» CHECK YOUR UNDERSTANDING:
**1.** In the page on Barry University's Tallahassee campus, where is the campus located?
**2.** Name every program that the page on Barry University's Tallahassee campus lists under its Academics section.
**3.** In the page on Barry University's Tallahassee campus, retype the stretch from "- Public Administration" through "health care setting.".

» EXTRACT PROVIDED:
# # # # #
Barry University
- Motto: Where You Belong
- Type: Private, Roman Catholic
- Established: 1940
- Endowment: $28,959,692^{[citation needed]}
- President: Sister Linda Bevilacqua
- Location: Tallahassee, Florida, USA
- Campus: Suburban
- Website: www.barry.edu

= Barry University School of Adult and Continuing Education – Tallahassee Campus =

Barry University School of Adult and Continuing Education – Tallahassee Campus is branch campus of Barry University and is located on the campus of Tallahassee Community College in Tallahassee, Florida.

== Academics ==
The Barry University campus in Tallahassee offers Bachelor of Science degrees in:
- Legal Studies designed to provide a broad background in fundamental legal studies to students who desire to become paralegals or legal assistants working under the supervision of a lawyer.
- Professional Administration designed to prepare the student with the administrative and leadership skills needed in all organizations - private, public, or non-profit - in order to successfully fulfill their missions and achieve their goals.
- Public Administration for professional employment in general public administration and is highly desirable for most of the special applications such as police, fire and planning.
- Information Technology for specializing in information systems administration, telecommunications, Network and systems engineering, software engineering
- A Certificate Program in Health Services for entry and middle management positions in such areas as hospitals, medical or dental clinics, group medical practices, managed care organizations, long-term care facilities, insurance companies, home health agencies, and government agencies. The curriculum emphasizes management skills for use in any health care setting.
# # # # #
» THE DATA:
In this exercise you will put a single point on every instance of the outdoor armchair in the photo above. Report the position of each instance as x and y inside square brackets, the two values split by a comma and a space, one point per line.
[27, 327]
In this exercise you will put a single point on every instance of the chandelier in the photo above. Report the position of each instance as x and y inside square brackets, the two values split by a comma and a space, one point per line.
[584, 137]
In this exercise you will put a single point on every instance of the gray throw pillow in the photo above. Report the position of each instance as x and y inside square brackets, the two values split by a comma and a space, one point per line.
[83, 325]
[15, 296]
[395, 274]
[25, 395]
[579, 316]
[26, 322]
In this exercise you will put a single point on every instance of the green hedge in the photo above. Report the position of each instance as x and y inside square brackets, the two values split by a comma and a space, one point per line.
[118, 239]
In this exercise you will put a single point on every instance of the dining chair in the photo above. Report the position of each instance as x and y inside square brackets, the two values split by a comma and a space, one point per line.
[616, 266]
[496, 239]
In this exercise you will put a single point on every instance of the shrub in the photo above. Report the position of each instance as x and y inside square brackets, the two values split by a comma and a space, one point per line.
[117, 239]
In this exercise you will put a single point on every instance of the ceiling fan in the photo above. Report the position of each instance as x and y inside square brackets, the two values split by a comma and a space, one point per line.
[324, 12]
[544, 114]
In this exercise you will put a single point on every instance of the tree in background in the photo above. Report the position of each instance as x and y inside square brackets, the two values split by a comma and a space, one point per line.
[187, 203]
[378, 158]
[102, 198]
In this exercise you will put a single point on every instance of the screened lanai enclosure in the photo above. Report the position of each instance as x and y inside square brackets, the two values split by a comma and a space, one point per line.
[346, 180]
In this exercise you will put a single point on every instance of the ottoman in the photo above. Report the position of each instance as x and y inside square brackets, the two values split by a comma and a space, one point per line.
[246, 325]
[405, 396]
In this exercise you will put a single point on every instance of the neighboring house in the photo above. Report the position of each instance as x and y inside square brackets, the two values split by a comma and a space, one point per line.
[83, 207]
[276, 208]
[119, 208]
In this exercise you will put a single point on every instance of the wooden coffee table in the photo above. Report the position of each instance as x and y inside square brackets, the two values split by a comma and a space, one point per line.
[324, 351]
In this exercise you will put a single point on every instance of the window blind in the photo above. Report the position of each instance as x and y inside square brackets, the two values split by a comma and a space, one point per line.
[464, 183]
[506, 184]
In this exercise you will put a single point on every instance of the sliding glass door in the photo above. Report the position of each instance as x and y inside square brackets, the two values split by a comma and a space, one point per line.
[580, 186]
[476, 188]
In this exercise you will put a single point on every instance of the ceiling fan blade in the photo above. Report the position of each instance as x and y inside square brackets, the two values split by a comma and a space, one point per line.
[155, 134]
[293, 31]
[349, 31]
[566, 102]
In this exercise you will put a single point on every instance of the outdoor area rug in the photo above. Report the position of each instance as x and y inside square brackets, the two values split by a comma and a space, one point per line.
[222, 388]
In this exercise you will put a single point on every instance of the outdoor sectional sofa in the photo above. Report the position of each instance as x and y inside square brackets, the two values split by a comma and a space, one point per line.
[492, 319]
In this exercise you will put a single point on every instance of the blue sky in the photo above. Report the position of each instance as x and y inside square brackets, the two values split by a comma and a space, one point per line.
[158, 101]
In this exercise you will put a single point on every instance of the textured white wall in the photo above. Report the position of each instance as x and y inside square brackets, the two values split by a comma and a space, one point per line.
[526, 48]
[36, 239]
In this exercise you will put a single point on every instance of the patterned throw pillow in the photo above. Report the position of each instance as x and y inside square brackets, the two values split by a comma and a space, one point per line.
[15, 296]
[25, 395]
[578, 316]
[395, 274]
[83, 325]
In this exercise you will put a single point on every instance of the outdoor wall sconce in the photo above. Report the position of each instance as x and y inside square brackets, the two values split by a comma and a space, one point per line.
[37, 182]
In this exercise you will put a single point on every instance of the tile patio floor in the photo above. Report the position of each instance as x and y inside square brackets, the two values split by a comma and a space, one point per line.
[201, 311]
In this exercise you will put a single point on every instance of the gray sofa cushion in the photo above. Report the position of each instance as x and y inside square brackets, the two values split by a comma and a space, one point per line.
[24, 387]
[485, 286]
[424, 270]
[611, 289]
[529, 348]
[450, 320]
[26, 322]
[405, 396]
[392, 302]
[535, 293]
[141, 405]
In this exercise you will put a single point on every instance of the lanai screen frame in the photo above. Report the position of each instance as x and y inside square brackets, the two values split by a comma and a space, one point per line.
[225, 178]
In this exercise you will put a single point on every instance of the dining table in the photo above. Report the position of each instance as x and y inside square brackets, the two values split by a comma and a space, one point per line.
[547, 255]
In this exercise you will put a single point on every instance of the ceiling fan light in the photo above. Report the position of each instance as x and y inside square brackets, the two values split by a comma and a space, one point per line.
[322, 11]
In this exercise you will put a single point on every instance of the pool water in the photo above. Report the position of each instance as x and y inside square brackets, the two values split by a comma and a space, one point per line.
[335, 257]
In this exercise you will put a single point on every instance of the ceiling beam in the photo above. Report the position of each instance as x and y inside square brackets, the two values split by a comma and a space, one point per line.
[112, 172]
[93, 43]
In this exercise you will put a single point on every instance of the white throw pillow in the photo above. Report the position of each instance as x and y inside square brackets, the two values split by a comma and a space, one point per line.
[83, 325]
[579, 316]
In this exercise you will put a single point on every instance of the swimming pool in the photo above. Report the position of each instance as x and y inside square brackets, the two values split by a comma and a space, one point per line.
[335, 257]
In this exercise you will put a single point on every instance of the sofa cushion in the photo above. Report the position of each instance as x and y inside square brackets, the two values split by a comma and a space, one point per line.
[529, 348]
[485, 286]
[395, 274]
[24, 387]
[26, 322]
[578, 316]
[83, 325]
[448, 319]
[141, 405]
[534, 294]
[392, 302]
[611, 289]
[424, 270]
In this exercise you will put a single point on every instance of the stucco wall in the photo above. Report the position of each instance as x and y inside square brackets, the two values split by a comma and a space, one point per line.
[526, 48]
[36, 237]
# # # # #
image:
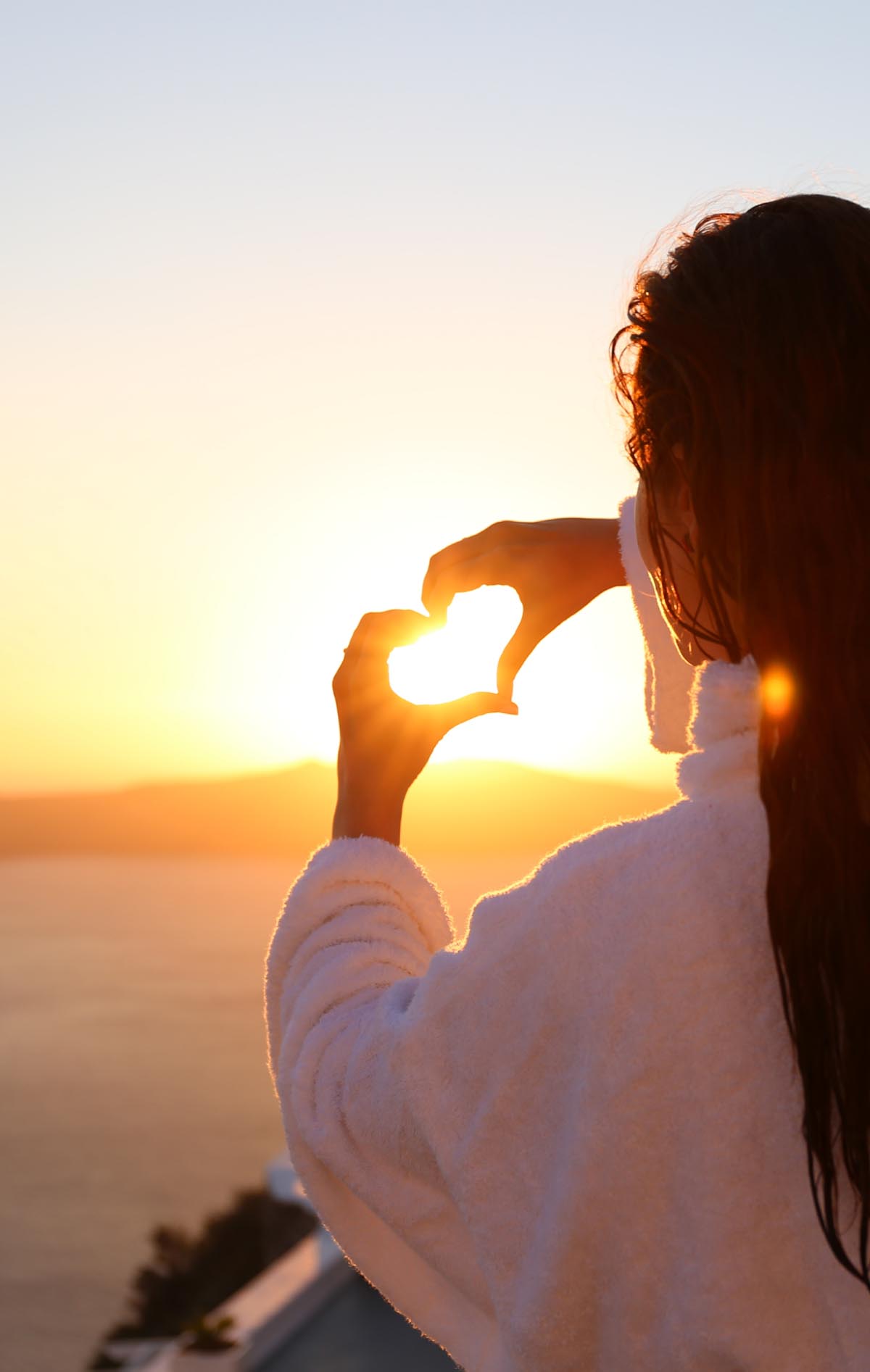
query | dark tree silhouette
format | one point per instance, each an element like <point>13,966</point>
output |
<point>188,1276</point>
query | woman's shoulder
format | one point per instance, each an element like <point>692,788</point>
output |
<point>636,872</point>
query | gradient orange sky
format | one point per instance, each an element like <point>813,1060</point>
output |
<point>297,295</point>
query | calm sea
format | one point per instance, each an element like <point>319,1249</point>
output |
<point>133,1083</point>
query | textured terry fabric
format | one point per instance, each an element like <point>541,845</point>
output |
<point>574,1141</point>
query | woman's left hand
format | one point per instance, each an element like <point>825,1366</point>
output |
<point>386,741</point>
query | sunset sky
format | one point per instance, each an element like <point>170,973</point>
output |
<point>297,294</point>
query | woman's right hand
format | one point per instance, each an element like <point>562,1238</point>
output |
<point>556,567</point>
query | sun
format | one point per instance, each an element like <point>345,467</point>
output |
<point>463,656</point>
# # # # #
» SOLVED TASKS:
**1.** On the campus of Tallahassee Community College in Tallahassee, Florida.

**2.**
- Legal Studies
- Professional Administration
- Public Administration
- Information Technology
- Certificate Program in Health Services

**3.**
- Public Administration for professional employment in general public administration and is highly desirable for most of the special applications such as police, fire and planning.
- Information Technology for specializing in information systems administration, telecommunications, Network and systems engineering, software engineering
- A Certificate Program in Health Services for entry and middle management positions in such areas as hospitals, medical or dental clinics, group medical practices, managed care organizations, long-term care facilities, insurance companies, home health agencies, and government agencies. The curriculum emphasizes management skills for use in any health care setting.